## Written exercise
How many lines of the listing below contain the string "house"? Reply with the number alone.

## Records for the task
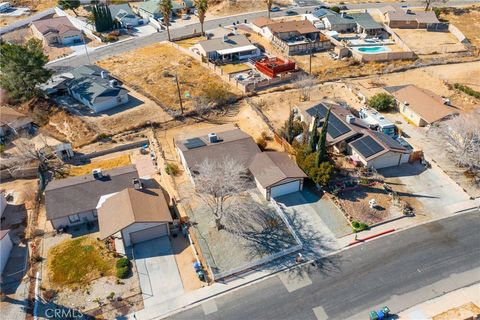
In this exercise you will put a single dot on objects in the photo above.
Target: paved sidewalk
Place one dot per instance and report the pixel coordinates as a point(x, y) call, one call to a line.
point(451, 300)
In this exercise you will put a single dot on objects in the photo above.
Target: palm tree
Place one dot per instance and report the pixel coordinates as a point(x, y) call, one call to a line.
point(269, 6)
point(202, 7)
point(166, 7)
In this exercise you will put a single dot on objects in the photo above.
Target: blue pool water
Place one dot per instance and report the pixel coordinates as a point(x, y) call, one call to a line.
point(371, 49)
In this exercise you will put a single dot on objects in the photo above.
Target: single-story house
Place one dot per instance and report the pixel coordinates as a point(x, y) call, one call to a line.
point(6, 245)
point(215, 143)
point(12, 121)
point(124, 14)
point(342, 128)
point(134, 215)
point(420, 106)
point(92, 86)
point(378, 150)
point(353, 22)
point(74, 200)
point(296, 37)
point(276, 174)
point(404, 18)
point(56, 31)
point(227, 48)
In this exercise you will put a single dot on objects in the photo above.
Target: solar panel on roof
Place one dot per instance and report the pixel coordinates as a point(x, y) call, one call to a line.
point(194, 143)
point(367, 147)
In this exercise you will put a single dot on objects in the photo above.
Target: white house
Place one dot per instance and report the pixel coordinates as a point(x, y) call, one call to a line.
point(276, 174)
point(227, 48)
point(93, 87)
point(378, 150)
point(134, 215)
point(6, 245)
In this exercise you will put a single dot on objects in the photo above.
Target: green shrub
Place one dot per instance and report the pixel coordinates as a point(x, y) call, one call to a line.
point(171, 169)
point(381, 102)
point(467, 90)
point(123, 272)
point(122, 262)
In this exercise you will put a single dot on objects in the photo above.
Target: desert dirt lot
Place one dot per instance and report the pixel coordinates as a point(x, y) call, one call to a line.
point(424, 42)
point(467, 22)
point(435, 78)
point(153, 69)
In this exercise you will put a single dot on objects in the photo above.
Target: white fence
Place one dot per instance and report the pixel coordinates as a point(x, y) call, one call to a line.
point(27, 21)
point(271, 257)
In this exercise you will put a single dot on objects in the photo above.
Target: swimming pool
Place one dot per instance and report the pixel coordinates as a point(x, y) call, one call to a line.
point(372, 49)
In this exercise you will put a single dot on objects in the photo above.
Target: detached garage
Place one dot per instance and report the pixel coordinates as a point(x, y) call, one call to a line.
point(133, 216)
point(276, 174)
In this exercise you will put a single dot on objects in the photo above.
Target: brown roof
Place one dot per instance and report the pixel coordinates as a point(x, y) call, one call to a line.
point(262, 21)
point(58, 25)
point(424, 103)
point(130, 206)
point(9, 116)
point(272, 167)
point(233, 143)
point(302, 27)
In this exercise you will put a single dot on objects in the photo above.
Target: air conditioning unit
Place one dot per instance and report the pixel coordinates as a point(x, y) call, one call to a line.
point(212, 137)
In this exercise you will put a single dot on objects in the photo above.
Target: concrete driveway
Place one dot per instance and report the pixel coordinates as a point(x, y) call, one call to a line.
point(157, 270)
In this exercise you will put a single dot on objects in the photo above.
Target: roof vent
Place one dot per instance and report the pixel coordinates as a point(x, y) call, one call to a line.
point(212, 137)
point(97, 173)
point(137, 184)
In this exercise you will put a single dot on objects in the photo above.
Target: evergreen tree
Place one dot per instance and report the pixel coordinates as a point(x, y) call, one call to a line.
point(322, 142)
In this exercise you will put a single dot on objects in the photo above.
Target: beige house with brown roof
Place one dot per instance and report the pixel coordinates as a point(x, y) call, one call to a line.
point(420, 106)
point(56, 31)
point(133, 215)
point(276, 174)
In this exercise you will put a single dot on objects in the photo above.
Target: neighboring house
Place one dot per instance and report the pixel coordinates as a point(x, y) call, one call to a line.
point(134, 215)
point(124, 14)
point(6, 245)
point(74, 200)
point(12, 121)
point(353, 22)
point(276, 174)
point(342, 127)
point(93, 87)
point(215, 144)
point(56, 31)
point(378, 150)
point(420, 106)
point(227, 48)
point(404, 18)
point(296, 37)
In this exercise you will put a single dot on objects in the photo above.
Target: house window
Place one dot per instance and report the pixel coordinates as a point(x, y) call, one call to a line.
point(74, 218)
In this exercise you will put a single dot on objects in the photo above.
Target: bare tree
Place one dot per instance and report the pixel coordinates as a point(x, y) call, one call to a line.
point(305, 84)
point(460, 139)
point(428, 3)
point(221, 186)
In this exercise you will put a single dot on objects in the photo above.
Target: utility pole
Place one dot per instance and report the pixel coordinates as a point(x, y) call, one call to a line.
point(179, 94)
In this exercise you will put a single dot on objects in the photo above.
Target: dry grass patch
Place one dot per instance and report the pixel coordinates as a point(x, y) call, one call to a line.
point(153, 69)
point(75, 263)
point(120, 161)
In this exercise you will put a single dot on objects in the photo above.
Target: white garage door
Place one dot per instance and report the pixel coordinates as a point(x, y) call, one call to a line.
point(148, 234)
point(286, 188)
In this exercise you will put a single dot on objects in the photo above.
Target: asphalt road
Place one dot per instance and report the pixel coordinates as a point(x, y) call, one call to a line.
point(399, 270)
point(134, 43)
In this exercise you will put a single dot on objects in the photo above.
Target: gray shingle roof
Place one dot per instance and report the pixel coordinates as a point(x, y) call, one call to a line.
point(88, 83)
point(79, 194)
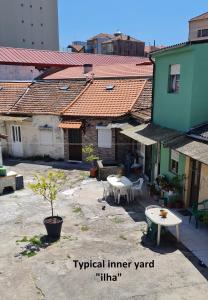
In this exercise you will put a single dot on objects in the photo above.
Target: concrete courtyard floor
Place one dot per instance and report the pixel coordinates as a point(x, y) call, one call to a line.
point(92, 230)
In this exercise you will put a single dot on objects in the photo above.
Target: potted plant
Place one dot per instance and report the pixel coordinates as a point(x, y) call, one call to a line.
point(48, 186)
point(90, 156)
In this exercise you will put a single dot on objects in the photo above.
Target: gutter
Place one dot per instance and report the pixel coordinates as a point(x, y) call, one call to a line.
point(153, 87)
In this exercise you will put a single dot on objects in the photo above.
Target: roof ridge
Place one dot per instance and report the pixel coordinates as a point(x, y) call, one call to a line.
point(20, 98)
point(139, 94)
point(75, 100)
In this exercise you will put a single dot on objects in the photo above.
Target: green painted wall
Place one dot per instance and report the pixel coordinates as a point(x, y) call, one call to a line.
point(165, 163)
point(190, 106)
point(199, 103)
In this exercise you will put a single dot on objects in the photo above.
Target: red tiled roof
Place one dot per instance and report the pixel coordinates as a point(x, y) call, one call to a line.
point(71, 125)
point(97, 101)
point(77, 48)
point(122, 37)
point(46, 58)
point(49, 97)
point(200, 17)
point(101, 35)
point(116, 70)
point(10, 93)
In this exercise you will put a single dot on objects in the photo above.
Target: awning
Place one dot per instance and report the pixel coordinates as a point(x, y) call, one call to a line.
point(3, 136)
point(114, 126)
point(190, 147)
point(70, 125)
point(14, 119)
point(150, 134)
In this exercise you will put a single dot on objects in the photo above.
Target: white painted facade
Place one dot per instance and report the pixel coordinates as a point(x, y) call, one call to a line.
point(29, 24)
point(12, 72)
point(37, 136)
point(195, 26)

==

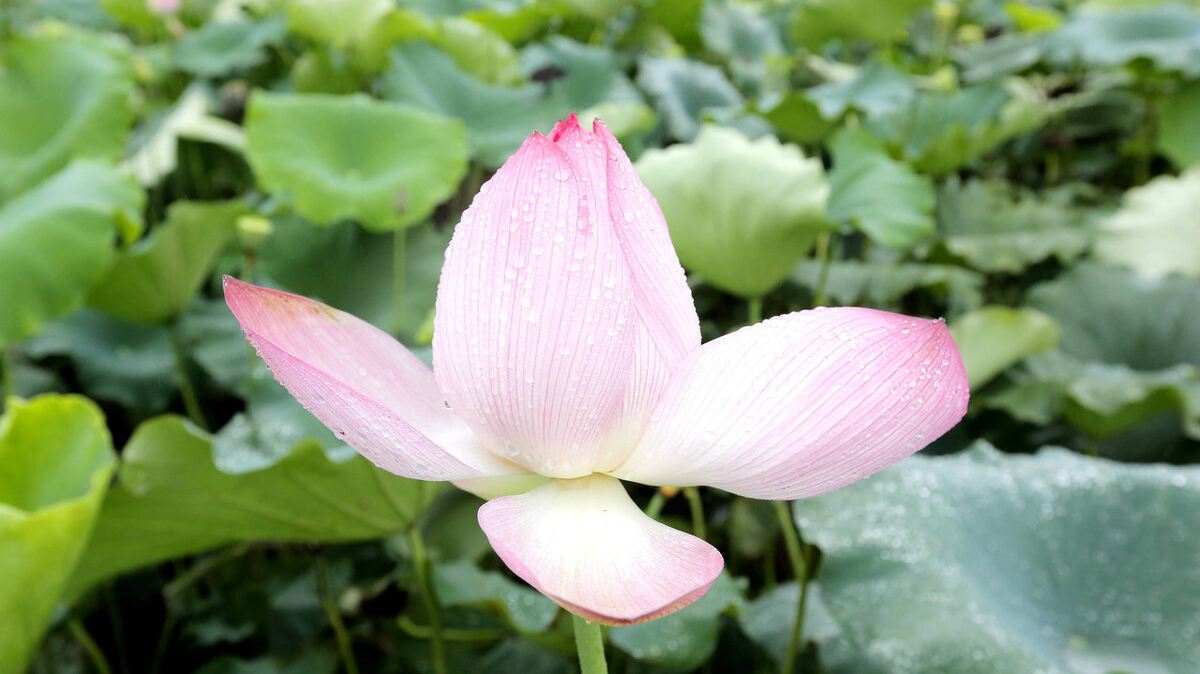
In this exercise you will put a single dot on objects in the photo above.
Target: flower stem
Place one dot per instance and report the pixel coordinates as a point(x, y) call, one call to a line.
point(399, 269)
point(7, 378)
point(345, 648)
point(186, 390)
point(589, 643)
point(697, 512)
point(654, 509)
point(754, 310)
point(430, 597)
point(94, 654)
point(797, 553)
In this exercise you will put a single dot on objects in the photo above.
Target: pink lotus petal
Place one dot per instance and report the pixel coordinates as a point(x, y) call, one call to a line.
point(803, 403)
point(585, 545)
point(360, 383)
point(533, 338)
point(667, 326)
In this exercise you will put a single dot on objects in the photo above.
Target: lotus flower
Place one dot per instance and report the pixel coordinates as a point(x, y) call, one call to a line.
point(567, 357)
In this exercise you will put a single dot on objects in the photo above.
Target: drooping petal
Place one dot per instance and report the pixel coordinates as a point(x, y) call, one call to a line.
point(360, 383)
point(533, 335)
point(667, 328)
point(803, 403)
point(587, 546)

## Answer in full
5